**Given exercise:** Reproduce every line of the listing below verbatim, without altering any character.
##### Dataset records
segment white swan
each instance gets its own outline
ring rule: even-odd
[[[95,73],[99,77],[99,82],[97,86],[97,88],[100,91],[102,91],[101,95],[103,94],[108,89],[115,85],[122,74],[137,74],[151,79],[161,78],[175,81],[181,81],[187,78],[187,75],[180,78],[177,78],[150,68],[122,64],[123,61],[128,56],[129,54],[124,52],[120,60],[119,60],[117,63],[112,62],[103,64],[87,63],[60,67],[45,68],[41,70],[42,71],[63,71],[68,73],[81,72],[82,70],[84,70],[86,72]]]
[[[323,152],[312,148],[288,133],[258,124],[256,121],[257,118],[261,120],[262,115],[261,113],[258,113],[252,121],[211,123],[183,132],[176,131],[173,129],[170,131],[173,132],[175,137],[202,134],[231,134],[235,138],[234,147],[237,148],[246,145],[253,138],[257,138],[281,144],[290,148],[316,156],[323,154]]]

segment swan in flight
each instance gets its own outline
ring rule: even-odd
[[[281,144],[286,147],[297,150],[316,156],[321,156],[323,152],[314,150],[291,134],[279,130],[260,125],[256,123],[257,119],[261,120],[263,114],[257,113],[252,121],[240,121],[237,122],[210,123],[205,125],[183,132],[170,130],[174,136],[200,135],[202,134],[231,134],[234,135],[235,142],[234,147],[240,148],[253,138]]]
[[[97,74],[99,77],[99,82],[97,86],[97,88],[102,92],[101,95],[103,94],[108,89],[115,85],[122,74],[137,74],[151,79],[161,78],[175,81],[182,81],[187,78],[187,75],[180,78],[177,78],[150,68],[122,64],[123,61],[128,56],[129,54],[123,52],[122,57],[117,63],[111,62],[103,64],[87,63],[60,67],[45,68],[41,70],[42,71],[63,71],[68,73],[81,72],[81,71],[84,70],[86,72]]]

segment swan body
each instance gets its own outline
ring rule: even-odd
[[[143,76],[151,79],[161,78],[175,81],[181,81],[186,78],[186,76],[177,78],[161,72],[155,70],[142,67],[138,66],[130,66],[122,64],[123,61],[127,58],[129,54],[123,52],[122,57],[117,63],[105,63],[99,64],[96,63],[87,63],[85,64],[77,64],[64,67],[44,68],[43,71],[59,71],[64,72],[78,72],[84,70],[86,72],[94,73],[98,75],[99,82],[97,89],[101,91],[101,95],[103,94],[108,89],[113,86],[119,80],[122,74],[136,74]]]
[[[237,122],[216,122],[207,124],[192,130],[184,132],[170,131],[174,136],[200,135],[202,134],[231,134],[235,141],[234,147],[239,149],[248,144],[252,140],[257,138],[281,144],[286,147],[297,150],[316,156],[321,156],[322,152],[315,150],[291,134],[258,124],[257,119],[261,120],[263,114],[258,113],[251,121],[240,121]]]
##########
**Output:**
segment white swan
each instance gets its own outline
ring rule: even-odd
[[[95,73],[99,77],[99,82],[97,86],[97,88],[100,91],[102,91],[101,95],[103,94],[108,89],[115,85],[122,74],[137,74],[151,79],[161,78],[175,81],[181,81],[187,78],[187,75],[180,78],[177,78],[150,68],[122,64],[123,61],[128,56],[129,54],[124,52],[120,60],[119,60],[117,63],[112,62],[103,64],[87,63],[60,67],[45,68],[41,70],[42,71],[63,71],[68,73],[81,72],[82,70],[84,70],[86,72]]]
[[[323,152],[312,148],[288,133],[258,124],[256,121],[257,118],[261,120],[262,115],[261,113],[258,113],[252,121],[211,123],[183,132],[176,131],[173,129],[170,131],[173,132],[175,137],[202,134],[231,134],[235,138],[234,147],[237,148],[246,145],[253,138],[257,138],[281,144],[290,148],[316,156],[323,154]]]

segment swan in flight
each instance gets its own outline
ring rule: even-odd
[[[281,144],[286,147],[297,150],[316,156],[321,156],[323,152],[314,150],[291,134],[279,130],[260,125],[256,123],[257,119],[261,120],[263,114],[257,113],[252,121],[240,121],[237,122],[210,123],[205,125],[183,132],[170,130],[174,136],[200,135],[202,134],[231,134],[234,135],[235,142],[234,147],[240,148],[253,138]]]
[[[97,74],[99,77],[99,82],[97,86],[97,88],[102,92],[101,95],[103,94],[108,89],[115,85],[122,74],[137,74],[151,79],[161,78],[175,81],[182,81],[187,78],[187,75],[180,78],[177,78],[150,68],[122,64],[123,61],[128,56],[129,54],[123,52],[122,57],[117,63],[111,62],[103,64],[87,63],[60,67],[45,68],[41,70],[42,71],[63,71],[68,73],[81,72],[81,71],[84,70],[86,72]]]

segment swan body
each instance gets its own outline
ring rule: even-odd
[[[143,76],[151,79],[161,78],[175,81],[181,81],[186,78],[186,76],[177,78],[161,72],[155,70],[142,67],[138,66],[130,66],[122,64],[123,61],[127,58],[129,54],[123,52],[122,57],[117,63],[105,63],[99,64],[96,63],[87,63],[85,64],[77,64],[64,67],[44,68],[43,71],[59,71],[64,72],[78,72],[84,70],[86,72],[94,73],[98,75],[99,82],[97,89],[101,91],[101,95],[103,94],[108,89],[113,86],[119,80],[122,74],[136,74]]]
[[[237,122],[216,122],[207,124],[192,130],[184,132],[170,131],[174,136],[200,135],[202,134],[231,134],[235,141],[234,147],[239,149],[248,144],[252,140],[257,138],[281,144],[286,147],[297,150],[316,156],[321,156],[322,152],[315,150],[291,134],[258,124],[257,119],[261,120],[263,114],[258,113],[251,121],[240,121]]]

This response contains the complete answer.